Records from a dataset:
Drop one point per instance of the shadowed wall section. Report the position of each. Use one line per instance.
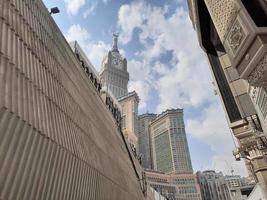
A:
(57, 138)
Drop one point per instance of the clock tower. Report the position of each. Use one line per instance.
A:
(113, 74)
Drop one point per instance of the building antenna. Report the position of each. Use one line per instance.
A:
(232, 135)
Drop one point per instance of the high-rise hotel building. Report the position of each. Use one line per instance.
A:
(169, 143)
(144, 139)
(113, 74)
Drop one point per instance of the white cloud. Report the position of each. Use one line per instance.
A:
(76, 32)
(181, 81)
(106, 1)
(142, 89)
(94, 50)
(73, 6)
(130, 17)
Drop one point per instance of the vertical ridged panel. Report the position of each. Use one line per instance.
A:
(57, 139)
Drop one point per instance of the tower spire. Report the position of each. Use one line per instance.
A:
(115, 41)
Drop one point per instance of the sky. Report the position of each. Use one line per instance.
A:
(166, 65)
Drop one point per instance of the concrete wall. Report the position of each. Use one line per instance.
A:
(57, 138)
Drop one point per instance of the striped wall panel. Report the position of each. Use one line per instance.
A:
(57, 138)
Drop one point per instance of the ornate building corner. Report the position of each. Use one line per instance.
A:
(223, 13)
(235, 38)
(258, 76)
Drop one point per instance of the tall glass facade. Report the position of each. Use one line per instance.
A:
(169, 143)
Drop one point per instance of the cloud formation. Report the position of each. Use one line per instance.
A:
(172, 62)
(94, 50)
(73, 6)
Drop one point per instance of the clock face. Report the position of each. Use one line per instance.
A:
(117, 62)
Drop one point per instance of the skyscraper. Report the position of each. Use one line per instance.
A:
(144, 139)
(113, 74)
(129, 105)
(169, 143)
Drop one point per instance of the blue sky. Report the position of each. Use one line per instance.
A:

WORK INSTRUCTION: Your copy should match the data above exactly, apart from the pictures.

OUTPUT OF THE TASK:
Drop one point per instance of the shadowed wall section. Report the position of each. Use one line per instance.
A:
(57, 138)
Drop one point per instance of the clock tower. Report the position of each. Use one line per instance.
A:
(113, 74)
Drop one point per instance of the building antenna. Report the position of each. Use one line per instance.
A:
(232, 135)
Drop one point per instance of the high-rise hotel building. Report the position of each. Use one line per instance.
A:
(169, 143)
(144, 139)
(113, 74)
Drop one point per instance of the white cloud. Report the position of each. Use one line per instance.
A:
(76, 32)
(181, 81)
(106, 1)
(142, 89)
(94, 50)
(73, 6)
(130, 17)
Drop one point per instance of the vertical ridged panel. Report the position of each. Use one line per instance.
A:
(57, 139)
Drop one point per instance of the tower spire. Report the position of each. Use one line per instance.
A:
(115, 41)
Drop one point per instance of the sky. Report the position of each. Use one line per instance.
A:
(166, 65)
Drop one point per instance of the concrete wall. Report the position of each. Use one line per instance.
A:
(57, 138)
Drop one point per instance of the striped wall panel. Report the position of each. Use one line per instance.
A:
(57, 138)
Drop one point per instance of the ornate building corner. Report the position of each. Use one line per instance.
A:
(223, 13)
(235, 38)
(258, 76)
Drop one point per instance of the tall glass facade. Report the position of each. Use one line per instance.
A:
(169, 143)
Drop one point per instance of the cloud formation. Report the position of each. Use one line per instance.
A:
(172, 62)
(94, 50)
(73, 6)
Drop one point per instance of the clock face. Report the position of each. Use one line per instance.
A:
(117, 62)
Drop one point per instance of the skyscraper. Report the position of each. Use one line per instance.
A:
(144, 139)
(113, 74)
(129, 105)
(169, 143)
Drop one point per instance of the blue sky. Report the position of each. Use one line per instance.
A:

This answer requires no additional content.